The task
Transcribe, exactly as they appear, only the lines from the one holding "Indicate the rear quarter" through the end of the entries below.

========

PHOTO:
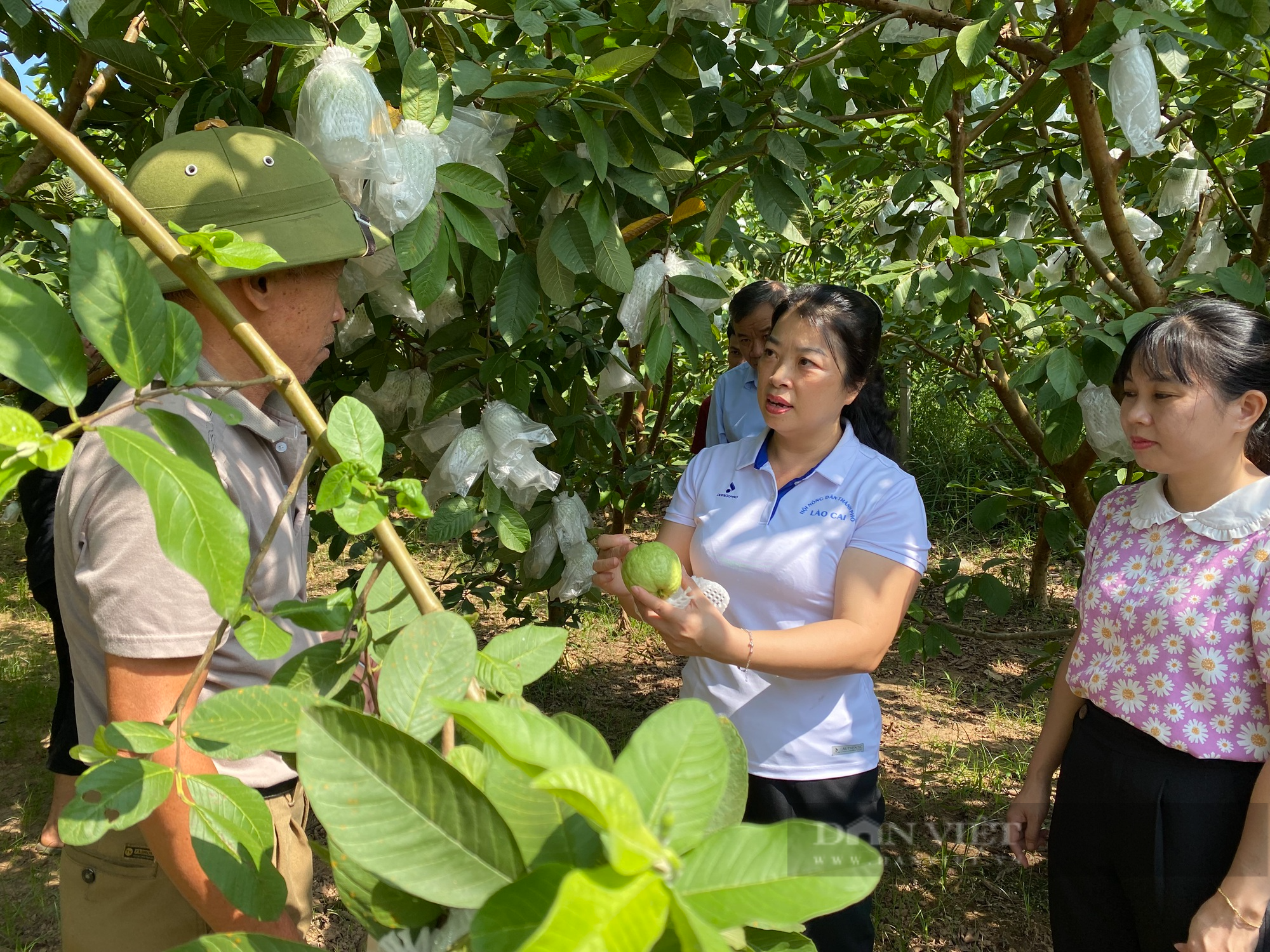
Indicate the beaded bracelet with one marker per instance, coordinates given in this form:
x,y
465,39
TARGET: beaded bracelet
x,y
1239,916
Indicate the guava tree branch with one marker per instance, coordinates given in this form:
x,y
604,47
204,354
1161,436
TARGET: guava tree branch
x,y
82,98
116,196
1188,247
1024,88
934,18
79,423
40,158
1103,167
1263,126
1059,201
1258,242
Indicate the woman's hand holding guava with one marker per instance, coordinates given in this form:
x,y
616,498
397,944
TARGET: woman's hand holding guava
x,y
697,631
609,567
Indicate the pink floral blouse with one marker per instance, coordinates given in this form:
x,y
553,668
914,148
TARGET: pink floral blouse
x,y
1174,620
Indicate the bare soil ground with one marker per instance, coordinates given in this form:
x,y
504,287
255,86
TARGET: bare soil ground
x,y
956,743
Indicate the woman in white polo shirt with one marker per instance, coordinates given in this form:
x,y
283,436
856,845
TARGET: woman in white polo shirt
x,y
821,540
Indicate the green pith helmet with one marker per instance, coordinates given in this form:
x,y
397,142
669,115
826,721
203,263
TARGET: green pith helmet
x,y
257,182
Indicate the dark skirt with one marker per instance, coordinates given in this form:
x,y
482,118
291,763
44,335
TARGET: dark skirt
x,y
1141,838
853,804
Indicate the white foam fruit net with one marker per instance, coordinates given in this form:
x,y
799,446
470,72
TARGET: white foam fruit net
x,y
505,444
344,121
1102,414
713,591
1135,93
1211,251
397,205
476,138
633,313
617,378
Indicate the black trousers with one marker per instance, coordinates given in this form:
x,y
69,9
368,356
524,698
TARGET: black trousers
x,y
841,802
1141,838
63,733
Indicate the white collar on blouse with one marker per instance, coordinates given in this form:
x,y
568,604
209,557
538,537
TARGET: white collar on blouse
x,y
1238,516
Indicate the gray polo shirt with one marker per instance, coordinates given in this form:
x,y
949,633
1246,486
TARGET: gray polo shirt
x,y
120,595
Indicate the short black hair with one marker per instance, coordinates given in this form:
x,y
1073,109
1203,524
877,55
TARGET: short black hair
x,y
754,296
852,323
1210,343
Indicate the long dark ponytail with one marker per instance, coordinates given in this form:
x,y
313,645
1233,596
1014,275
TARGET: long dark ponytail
x,y
1216,345
852,324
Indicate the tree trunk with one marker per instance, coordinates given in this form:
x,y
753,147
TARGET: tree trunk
x,y
905,413
557,614
1038,576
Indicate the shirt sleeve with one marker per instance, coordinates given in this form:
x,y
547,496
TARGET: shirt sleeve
x,y
143,606
714,420
895,527
684,505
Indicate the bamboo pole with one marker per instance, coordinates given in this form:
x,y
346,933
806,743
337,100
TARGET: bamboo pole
x,y
68,148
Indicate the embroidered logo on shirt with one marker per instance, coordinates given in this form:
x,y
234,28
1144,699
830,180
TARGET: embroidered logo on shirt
x,y
821,508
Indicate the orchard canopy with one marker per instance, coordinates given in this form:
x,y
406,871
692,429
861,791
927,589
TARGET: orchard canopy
x,y
1022,185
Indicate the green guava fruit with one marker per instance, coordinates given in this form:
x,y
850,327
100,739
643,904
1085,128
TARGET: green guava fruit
x,y
655,568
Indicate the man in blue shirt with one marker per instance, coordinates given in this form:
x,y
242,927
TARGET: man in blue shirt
x,y
735,412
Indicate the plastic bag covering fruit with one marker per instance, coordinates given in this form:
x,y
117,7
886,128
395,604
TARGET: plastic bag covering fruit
x,y
882,224
476,138
446,308
721,12
459,468
354,331
1019,225
389,402
399,303
364,275
571,520
1142,227
440,433
511,439
1052,268
1211,251
1103,428
342,120
580,563
422,152
1008,173
713,591
633,313
617,378
655,568
421,389
692,265
565,531
543,550
1184,185
1135,93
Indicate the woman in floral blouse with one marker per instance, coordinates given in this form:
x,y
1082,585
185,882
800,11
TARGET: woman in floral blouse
x,y
1161,830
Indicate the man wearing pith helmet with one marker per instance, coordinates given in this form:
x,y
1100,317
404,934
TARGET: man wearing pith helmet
x,y
137,625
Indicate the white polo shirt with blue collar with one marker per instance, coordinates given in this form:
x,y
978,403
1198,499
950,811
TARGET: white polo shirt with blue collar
x,y
777,553
735,412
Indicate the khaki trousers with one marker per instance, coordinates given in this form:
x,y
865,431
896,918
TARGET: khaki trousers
x,y
117,899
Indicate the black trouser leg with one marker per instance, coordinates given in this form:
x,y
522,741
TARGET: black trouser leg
x,y
844,803
63,734
1142,837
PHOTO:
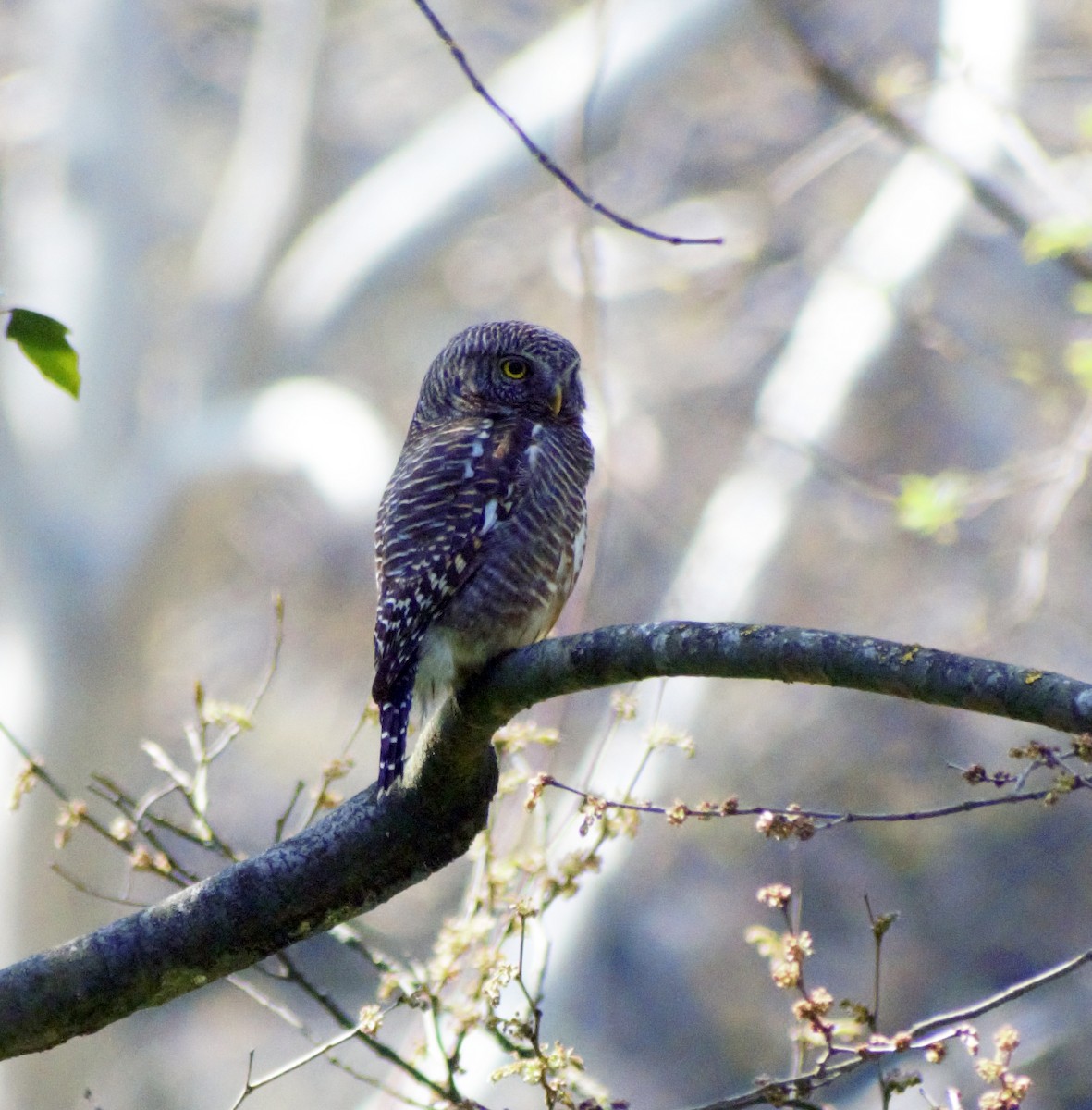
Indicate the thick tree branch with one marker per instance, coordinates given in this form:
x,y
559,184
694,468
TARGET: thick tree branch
x,y
367,850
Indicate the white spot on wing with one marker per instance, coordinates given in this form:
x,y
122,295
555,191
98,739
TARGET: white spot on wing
x,y
578,544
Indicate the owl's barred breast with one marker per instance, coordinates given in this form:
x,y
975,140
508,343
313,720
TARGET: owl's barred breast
x,y
517,593
481,531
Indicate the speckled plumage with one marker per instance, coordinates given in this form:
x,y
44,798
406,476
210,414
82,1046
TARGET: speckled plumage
x,y
481,531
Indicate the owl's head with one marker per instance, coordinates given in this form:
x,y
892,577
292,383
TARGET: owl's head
x,y
504,369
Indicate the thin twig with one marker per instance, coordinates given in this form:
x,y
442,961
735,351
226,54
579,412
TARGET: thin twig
x,y
544,160
84,889
252,1085
921,1035
678,813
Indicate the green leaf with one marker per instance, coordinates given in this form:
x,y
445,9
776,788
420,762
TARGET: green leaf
x,y
1051,239
43,339
1079,361
931,505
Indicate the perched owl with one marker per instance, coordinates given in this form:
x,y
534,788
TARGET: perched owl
x,y
481,531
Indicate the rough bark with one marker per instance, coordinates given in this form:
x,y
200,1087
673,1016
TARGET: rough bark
x,y
371,848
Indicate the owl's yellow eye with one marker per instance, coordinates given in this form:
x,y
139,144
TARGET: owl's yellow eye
x,y
516,369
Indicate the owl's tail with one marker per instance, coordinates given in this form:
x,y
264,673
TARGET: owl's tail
x,y
394,721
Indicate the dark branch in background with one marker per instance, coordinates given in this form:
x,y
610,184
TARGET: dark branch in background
x,y
366,850
544,160
842,86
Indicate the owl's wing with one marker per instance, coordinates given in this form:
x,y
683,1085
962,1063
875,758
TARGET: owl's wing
x,y
452,487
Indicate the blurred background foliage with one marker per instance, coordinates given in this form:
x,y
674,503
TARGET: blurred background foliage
x,y
868,410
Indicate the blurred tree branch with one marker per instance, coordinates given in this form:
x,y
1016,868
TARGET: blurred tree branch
x,y
366,850
843,86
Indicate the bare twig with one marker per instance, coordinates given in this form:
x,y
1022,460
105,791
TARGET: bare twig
x,y
678,813
252,1085
544,160
920,1036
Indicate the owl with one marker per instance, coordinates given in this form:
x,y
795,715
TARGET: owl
x,y
481,531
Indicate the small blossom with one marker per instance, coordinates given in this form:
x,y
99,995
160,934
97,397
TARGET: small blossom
x,y
371,1019
677,814
816,1005
622,706
798,946
1007,1039
786,974
67,820
535,788
25,782
777,894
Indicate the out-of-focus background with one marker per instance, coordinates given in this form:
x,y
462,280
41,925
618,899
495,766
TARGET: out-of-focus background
x,y
261,221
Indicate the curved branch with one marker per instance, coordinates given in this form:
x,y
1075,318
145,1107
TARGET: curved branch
x,y
367,850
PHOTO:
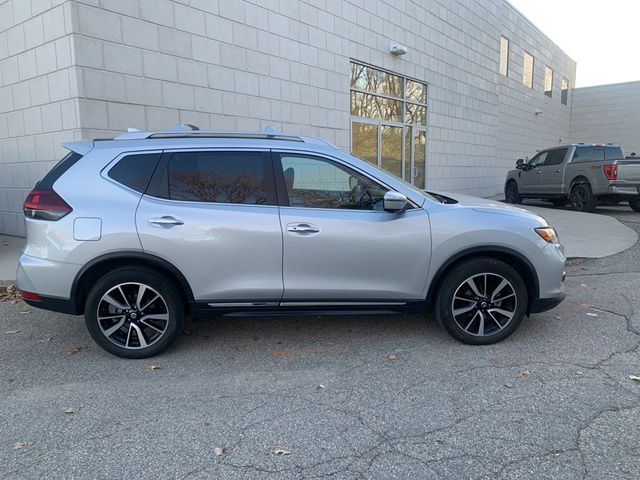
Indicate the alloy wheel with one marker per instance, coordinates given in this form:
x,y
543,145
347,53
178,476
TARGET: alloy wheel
x,y
133,315
484,304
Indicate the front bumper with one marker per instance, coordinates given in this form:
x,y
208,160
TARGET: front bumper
x,y
543,304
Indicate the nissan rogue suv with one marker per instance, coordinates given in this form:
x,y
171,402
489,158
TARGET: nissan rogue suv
x,y
138,231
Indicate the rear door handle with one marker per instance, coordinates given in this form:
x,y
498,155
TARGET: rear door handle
x,y
165,221
302,228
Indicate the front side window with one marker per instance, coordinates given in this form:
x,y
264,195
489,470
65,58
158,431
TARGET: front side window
x,y
538,160
504,56
588,154
220,177
314,182
527,70
548,81
555,157
564,92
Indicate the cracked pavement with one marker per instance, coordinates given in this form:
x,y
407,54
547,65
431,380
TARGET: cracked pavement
x,y
553,401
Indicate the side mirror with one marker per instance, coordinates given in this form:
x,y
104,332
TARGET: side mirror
x,y
394,201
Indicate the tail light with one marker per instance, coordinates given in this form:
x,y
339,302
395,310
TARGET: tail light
x,y
610,171
45,204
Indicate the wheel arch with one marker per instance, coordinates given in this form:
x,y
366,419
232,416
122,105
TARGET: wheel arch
x,y
513,258
101,265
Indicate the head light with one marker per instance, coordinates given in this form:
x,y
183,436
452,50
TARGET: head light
x,y
548,234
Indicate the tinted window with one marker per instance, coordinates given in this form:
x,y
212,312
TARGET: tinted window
x,y
613,153
220,177
589,154
135,171
318,183
556,157
56,172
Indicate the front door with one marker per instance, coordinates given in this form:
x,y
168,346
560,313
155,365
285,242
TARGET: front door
x,y
340,246
530,178
214,216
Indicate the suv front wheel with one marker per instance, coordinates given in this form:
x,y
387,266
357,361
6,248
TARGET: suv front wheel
x,y
133,312
481,301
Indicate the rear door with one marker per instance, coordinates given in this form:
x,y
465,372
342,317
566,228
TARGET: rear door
x,y
213,214
340,246
553,172
530,178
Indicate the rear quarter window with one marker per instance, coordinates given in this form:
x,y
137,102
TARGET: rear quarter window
x,y
135,171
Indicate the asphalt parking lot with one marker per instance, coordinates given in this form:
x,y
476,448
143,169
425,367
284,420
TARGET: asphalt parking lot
x,y
375,397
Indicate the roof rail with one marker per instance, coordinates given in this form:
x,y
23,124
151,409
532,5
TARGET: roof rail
x,y
191,131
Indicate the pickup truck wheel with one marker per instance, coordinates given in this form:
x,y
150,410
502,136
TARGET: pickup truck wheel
x,y
582,198
481,301
511,194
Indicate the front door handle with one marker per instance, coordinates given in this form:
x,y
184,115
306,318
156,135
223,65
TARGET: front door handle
x,y
165,221
302,228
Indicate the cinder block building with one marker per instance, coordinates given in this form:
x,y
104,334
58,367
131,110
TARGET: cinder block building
x,y
446,94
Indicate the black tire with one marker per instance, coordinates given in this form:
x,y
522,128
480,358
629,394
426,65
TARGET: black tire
x,y
511,194
455,283
582,198
148,321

========

Answer for the task
Indicate the rear quarter window with one marker per instance, coordinates given in this form:
x,y
137,102
TARGET: rear quarter window
x,y
135,171
Indicate the asphalt parking lot with one marker per instance, coordinates given in this form:
x,y
476,448
143,169
425,367
284,420
TARGET: asphalt parking lot
x,y
375,397
Indicate the roof rail with one marker per instance, coordinates given in this form:
x,y
23,124
151,409
532,5
TARGET: roof rail
x,y
191,131
Indicate the pickup truck wheel with one marker per instance, coordinates given in this form:
x,y
150,410
502,136
TARGET: pickup truck wheel
x,y
582,198
481,301
511,194
Indicate the front door handle with one marker per instance, coordinates given in this form:
x,y
184,115
306,318
156,135
223,65
TARGET: front door handle
x,y
165,221
302,228
Indicate the cinder block building with one marker per instance, coordinates given in this form:
x,y
104,334
58,367
131,110
TARGET: cinder block building
x,y
446,94
Indicate the black tire with one marker per instance, coordinates given in this form:
x,y
522,128
480,358
629,394
426,65
TARGET: black tire
x,y
511,194
455,283
582,198
148,321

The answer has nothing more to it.